** Opening Records shown block **

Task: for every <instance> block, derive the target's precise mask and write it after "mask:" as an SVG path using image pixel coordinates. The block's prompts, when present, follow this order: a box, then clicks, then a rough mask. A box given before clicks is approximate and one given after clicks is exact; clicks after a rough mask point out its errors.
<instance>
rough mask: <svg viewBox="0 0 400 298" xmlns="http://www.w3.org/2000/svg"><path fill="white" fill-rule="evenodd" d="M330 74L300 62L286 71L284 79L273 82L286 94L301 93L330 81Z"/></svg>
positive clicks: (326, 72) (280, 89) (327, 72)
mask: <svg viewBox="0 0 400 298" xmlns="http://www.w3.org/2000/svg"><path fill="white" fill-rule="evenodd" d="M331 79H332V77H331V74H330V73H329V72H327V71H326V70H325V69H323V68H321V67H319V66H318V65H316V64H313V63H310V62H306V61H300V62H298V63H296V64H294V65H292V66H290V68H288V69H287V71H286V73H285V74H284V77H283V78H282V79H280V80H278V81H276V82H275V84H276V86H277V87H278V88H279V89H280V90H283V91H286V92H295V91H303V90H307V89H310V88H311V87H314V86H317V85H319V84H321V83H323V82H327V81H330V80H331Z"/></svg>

** Closing Records shown block **

> _Assignment_:
When you repeat the lines, start with the first line of the material and end with the line that contains "rough mask: <svg", keeping both and reproducing each exactly, with nothing added.

> _Your solution_:
Task: for every <instance> block, derive the target's precise mask and write it after "mask:" as an SVG path using image pixel coordinates. The block's prompts, when present, follow this order: a box, then clicks, then a rough mask. A box given before clicks is approximate and one given after clicks is exact; clicks after a rough mask point out its errors.
<instance>
rough mask: <svg viewBox="0 0 400 298" xmlns="http://www.w3.org/2000/svg"><path fill="white" fill-rule="evenodd" d="M330 74L300 62L286 71L284 79L273 82L286 94L301 93L330 81Z"/></svg>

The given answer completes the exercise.